• _TASK GOAL_: Switch "Need" to "Request" wherever it occurs in the entries, from the start of the entries up to and including the line that contains "(1417, 604)", and change nothing else. Write out only those lines, and leave the pictures out.

• _RECORDS SUPPLIED_:
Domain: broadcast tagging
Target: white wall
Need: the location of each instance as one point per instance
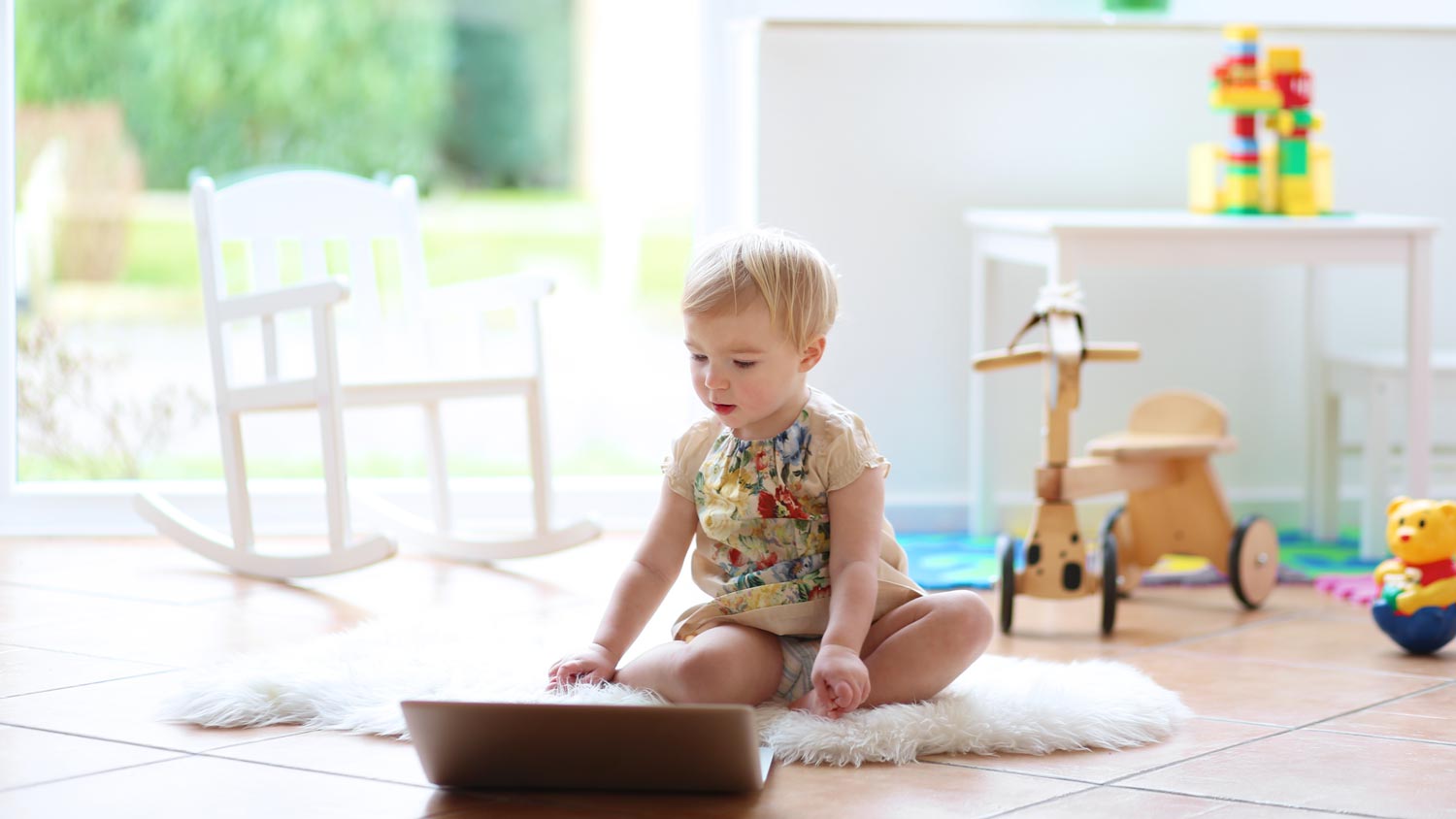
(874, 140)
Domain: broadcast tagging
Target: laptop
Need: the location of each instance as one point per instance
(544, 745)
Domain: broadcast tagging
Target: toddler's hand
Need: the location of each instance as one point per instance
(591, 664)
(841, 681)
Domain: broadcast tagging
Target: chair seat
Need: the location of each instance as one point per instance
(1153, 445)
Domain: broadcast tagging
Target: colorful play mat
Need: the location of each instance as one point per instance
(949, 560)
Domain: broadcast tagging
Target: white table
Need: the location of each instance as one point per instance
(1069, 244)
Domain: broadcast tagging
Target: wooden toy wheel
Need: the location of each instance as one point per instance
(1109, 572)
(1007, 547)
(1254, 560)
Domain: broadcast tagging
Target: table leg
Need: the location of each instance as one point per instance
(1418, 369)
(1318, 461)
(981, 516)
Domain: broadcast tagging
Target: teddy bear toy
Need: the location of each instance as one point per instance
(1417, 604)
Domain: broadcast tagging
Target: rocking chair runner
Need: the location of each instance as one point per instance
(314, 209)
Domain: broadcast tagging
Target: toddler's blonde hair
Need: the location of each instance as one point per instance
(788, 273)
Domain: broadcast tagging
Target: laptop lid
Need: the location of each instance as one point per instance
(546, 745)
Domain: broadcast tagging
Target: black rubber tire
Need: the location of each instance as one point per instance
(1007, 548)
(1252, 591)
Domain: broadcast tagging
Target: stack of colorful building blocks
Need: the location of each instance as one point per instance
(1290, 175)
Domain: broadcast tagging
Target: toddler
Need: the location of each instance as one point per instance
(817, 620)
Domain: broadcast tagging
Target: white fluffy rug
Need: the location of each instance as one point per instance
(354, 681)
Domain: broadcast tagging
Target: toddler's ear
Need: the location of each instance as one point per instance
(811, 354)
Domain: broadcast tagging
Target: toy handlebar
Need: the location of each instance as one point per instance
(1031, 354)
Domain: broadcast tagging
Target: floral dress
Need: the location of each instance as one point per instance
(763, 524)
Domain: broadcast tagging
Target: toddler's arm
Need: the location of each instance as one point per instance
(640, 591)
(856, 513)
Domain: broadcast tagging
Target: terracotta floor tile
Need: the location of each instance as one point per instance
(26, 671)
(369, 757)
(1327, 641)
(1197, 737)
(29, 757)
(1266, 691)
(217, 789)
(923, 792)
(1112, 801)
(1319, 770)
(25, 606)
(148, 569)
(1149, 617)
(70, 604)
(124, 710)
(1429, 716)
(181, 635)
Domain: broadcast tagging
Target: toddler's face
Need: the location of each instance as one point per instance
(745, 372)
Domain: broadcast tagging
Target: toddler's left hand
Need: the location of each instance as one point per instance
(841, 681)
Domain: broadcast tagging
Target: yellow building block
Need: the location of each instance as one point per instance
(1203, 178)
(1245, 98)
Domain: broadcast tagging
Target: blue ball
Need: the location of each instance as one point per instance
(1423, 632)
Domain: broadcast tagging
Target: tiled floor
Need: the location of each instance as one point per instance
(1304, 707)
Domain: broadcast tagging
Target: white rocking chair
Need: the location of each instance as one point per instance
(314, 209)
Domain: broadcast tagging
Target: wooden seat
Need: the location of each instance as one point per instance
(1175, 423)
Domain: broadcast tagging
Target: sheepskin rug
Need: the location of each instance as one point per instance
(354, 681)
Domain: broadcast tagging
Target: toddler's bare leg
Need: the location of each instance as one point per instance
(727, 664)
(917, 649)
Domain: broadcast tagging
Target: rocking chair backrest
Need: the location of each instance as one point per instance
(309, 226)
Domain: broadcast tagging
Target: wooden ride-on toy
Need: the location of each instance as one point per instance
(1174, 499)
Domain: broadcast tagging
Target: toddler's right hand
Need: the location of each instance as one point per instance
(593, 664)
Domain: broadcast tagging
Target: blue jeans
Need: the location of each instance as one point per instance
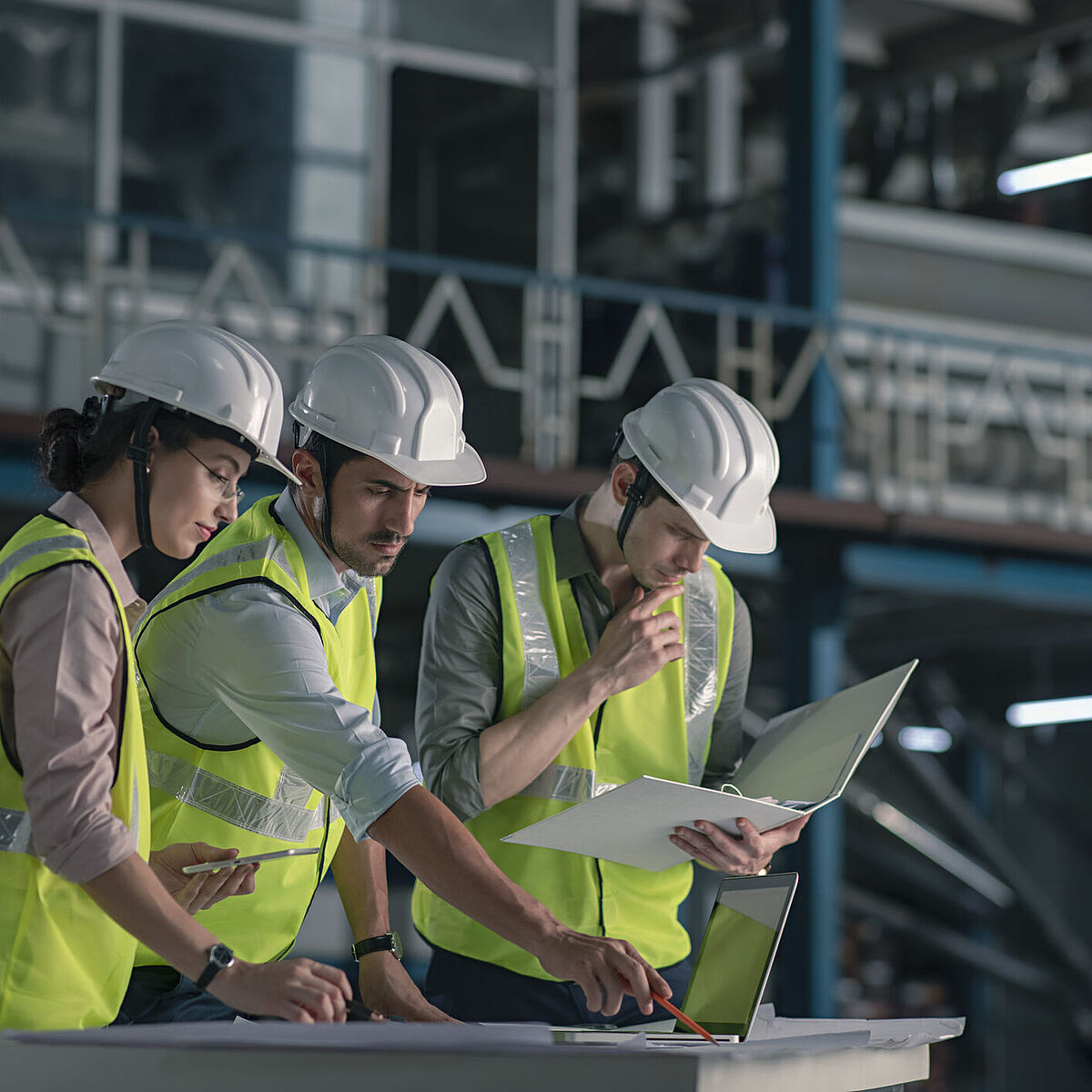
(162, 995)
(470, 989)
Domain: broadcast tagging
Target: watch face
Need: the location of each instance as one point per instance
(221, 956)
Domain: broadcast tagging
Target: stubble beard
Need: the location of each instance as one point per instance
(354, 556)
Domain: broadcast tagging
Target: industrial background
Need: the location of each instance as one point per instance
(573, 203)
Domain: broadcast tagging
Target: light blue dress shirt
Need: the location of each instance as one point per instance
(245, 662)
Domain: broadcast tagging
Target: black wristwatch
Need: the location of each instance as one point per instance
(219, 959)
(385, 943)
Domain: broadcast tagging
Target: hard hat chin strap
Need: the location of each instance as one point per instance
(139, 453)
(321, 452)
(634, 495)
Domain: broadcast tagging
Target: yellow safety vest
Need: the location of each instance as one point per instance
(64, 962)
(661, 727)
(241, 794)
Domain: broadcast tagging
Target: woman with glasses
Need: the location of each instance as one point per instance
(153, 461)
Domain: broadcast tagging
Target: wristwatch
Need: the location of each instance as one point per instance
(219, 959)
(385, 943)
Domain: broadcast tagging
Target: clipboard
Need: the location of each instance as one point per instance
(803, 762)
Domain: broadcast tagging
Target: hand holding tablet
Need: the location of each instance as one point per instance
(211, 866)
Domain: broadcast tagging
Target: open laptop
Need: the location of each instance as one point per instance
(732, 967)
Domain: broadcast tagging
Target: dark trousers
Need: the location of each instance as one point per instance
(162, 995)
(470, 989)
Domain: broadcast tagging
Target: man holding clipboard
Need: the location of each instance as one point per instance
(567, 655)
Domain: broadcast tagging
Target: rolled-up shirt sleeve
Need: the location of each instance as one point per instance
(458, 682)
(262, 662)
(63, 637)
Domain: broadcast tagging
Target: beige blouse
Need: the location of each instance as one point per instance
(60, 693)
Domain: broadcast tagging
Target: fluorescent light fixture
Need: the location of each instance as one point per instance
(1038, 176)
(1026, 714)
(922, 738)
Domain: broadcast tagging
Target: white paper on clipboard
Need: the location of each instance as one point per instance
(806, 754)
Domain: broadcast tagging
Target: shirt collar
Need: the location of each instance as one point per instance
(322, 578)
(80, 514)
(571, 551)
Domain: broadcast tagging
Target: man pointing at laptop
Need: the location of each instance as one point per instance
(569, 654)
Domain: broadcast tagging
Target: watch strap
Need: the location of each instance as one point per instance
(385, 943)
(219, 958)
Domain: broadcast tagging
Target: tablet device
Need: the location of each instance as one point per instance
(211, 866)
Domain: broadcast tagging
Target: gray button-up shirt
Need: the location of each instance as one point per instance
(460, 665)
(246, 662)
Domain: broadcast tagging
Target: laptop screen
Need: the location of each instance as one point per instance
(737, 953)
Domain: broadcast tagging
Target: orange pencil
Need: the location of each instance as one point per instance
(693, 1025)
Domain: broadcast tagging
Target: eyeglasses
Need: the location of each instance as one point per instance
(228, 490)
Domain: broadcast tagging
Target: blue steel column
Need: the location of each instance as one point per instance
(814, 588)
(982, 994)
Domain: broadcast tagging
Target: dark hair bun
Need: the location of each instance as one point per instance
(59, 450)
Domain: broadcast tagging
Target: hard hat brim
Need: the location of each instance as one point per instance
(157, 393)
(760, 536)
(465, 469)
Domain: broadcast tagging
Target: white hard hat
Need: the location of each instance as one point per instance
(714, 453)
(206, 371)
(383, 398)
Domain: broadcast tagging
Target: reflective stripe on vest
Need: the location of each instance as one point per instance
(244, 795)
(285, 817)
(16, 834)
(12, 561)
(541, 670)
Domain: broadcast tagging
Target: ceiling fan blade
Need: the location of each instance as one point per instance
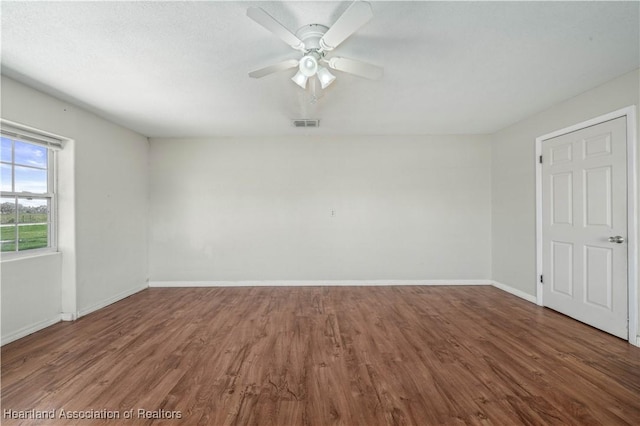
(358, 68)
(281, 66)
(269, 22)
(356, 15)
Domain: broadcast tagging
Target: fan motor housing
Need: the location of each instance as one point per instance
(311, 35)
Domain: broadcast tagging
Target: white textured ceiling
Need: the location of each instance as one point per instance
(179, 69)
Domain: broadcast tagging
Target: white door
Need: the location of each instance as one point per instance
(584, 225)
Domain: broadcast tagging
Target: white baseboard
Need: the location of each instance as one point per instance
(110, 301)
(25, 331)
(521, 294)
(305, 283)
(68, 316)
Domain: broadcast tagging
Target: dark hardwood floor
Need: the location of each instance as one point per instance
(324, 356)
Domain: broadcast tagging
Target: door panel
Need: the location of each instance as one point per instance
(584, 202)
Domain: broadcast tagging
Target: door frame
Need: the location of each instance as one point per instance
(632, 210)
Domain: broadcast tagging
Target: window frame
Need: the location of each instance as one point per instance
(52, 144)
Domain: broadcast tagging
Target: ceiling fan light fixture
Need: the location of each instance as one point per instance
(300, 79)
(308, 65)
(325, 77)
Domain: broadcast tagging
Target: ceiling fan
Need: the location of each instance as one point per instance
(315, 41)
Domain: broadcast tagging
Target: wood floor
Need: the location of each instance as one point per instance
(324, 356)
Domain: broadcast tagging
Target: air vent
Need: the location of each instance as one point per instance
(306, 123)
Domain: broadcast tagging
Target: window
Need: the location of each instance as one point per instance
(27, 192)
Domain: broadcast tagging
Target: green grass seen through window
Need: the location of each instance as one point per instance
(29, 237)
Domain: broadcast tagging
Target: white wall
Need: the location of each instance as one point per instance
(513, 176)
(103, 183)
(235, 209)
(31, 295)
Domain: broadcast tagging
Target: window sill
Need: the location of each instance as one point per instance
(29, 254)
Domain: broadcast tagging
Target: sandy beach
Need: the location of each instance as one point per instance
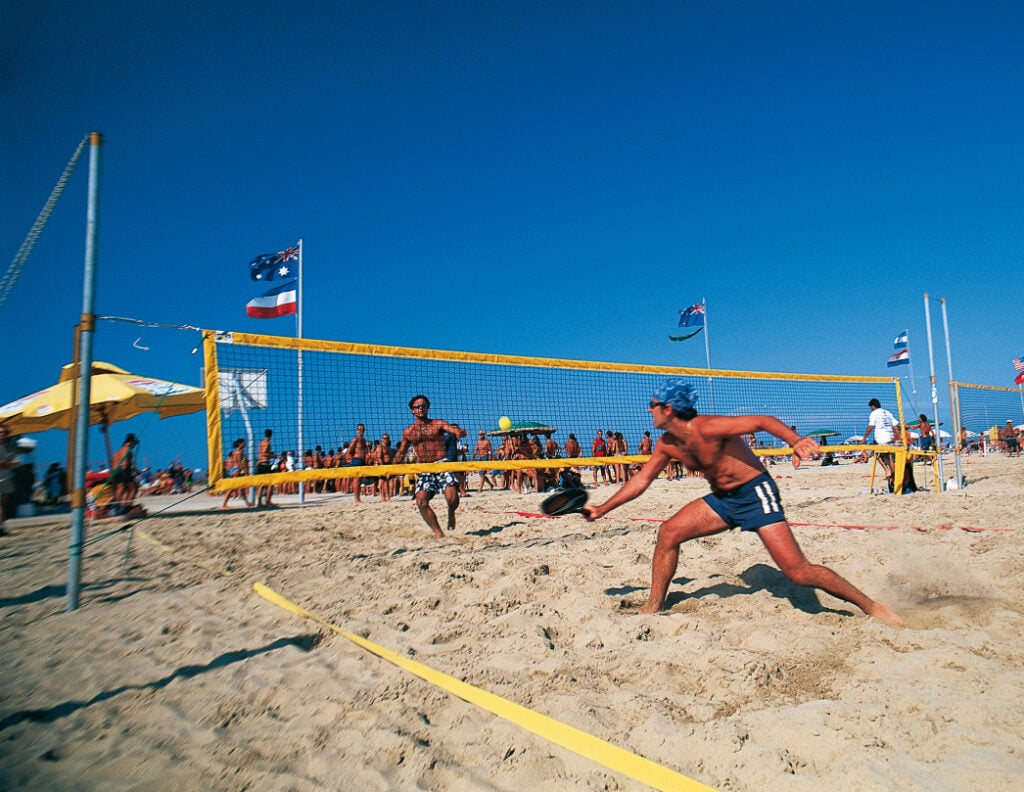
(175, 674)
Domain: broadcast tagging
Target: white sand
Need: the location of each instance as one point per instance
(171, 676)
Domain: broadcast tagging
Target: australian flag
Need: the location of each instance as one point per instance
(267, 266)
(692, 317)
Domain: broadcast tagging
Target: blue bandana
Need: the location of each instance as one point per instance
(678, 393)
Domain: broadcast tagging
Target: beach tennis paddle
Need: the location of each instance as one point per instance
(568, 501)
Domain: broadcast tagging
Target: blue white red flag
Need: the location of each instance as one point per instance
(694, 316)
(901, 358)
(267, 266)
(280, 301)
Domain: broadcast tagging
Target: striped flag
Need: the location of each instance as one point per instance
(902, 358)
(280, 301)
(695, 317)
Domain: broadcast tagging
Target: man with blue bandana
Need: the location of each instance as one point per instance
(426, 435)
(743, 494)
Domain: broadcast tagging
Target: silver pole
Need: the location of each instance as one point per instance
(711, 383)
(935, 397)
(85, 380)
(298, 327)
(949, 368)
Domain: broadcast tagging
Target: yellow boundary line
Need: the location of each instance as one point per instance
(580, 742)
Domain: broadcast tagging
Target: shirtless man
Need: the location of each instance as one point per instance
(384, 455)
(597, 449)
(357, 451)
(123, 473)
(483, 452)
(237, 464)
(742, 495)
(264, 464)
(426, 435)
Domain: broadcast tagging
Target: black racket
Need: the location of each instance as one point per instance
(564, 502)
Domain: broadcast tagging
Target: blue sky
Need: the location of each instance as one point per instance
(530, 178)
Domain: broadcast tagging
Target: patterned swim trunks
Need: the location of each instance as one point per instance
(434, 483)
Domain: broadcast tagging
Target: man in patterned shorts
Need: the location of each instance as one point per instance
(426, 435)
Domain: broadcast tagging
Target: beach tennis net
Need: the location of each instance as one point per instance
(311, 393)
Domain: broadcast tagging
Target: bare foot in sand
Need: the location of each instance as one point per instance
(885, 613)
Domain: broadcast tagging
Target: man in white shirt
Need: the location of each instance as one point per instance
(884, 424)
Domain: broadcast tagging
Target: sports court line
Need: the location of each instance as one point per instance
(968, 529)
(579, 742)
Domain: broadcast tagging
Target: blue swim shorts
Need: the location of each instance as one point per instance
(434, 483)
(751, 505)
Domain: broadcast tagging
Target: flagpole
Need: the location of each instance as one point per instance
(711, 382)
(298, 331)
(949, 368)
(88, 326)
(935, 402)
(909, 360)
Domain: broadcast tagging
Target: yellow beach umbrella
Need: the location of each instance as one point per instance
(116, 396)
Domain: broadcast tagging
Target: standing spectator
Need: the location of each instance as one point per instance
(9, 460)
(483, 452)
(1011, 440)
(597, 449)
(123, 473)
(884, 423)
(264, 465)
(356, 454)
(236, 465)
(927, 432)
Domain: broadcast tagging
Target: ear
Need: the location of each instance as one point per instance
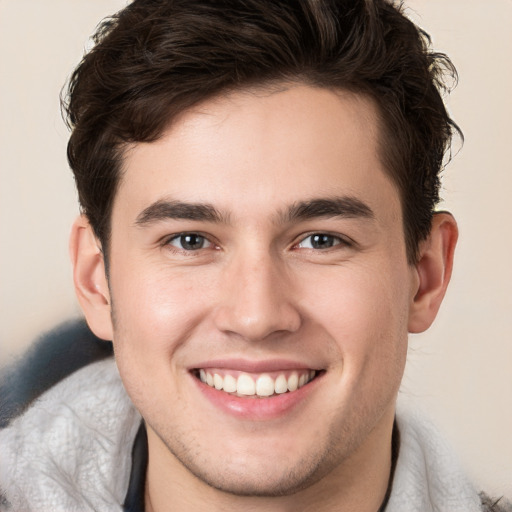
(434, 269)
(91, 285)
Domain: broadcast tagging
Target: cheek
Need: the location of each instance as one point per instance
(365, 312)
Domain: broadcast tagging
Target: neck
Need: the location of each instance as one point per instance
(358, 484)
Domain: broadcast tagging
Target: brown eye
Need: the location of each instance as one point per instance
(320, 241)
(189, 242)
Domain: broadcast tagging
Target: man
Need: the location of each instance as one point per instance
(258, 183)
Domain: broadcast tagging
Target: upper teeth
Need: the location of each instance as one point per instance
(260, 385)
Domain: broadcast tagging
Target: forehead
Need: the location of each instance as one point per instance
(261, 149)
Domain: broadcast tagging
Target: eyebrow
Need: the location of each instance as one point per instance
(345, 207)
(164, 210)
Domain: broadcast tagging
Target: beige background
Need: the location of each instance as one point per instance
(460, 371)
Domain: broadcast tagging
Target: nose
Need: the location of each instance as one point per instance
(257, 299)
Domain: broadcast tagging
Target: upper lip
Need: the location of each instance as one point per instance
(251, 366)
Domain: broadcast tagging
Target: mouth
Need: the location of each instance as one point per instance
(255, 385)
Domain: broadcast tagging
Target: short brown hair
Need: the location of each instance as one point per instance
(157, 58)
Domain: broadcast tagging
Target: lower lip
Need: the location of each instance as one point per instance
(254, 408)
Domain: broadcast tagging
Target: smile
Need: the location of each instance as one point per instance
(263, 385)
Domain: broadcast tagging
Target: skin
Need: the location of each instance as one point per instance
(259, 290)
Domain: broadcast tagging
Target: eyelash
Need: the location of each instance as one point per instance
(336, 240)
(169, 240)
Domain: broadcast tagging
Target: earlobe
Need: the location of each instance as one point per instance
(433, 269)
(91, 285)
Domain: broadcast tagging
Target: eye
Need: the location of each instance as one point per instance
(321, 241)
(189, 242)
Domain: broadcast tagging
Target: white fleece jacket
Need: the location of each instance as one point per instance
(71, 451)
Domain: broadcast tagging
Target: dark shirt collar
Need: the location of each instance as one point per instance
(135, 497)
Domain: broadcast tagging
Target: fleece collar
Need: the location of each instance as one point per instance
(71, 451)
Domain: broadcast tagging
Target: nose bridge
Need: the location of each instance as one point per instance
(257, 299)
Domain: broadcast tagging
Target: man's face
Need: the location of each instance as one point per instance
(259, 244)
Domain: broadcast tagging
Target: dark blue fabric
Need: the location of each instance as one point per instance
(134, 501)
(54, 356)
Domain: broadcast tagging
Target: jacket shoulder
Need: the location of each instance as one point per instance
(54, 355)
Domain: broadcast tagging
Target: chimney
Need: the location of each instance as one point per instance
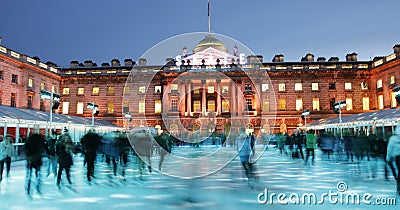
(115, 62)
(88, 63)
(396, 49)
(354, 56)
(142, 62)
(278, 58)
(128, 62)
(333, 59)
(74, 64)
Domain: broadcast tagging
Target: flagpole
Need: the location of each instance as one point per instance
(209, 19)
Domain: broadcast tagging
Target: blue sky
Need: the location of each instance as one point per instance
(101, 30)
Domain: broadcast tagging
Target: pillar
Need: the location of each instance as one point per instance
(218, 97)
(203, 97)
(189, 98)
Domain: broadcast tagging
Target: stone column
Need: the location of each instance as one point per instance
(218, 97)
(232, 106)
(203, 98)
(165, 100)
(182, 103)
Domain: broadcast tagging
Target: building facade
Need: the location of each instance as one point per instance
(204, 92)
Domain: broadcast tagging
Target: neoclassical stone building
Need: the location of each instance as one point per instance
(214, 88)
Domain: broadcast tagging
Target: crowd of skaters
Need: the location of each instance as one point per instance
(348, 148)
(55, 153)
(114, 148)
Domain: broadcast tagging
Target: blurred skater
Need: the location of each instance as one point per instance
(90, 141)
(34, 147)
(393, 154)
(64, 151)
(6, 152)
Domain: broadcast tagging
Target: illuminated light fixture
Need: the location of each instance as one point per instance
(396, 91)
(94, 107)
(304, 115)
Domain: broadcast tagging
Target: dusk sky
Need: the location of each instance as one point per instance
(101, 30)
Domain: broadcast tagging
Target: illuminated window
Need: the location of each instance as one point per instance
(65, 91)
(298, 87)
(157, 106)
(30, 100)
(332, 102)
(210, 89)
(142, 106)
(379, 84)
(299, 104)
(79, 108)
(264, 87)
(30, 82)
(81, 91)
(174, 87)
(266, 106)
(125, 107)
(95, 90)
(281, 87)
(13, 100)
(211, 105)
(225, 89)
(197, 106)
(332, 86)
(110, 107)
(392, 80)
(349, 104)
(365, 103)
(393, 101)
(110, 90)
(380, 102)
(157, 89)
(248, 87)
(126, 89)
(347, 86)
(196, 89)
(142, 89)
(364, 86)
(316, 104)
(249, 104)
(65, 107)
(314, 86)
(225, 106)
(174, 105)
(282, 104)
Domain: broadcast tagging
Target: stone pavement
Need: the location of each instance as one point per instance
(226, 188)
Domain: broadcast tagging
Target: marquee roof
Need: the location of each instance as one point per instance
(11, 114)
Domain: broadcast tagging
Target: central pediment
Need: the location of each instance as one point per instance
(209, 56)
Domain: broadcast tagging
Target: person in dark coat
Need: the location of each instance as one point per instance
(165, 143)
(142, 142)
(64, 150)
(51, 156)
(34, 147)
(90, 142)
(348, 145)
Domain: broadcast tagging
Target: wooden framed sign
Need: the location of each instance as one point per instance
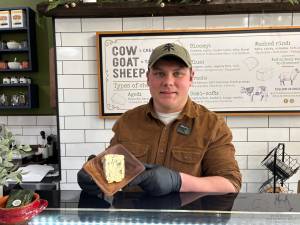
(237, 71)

• _ANSWER TO THIS EXERCISE_:
Domain: broadcast tagging
Target: white wall
Request: the location of each instance as one point per instance
(874, 140)
Domain: broadcast tagging
Target: laptop
Request: the location of each instance as one point per instance
(544, 745)
Domain: broadcast tagging
Target: toddler's hand
Request: the location of each instance as one point per instance
(591, 664)
(841, 681)
Domain: broadcast tagging
Target: chair seat
Request: the location of each instance as one point per instance
(1153, 445)
Domain: broadcast tagging
Target: colorful play mat
Request: the location of each instance as one point per instance
(949, 560)
Domain: broadcast tagging
Target: white table
Request: the location of each instance as one point per instance
(1069, 244)
Domain: broadcast tagging
Target: wooden toy wheel
Request: the location of each instance as one point per instance
(1109, 572)
(1007, 547)
(1254, 560)
Domain: broadcast tagging
Target: table leg
Request: the location of each instance as one point per instance
(1418, 369)
(1318, 461)
(981, 516)
Domain: broadcast tagging
Target: teddy bear toy
Request: the location of each instance as one point per instance
(1417, 604)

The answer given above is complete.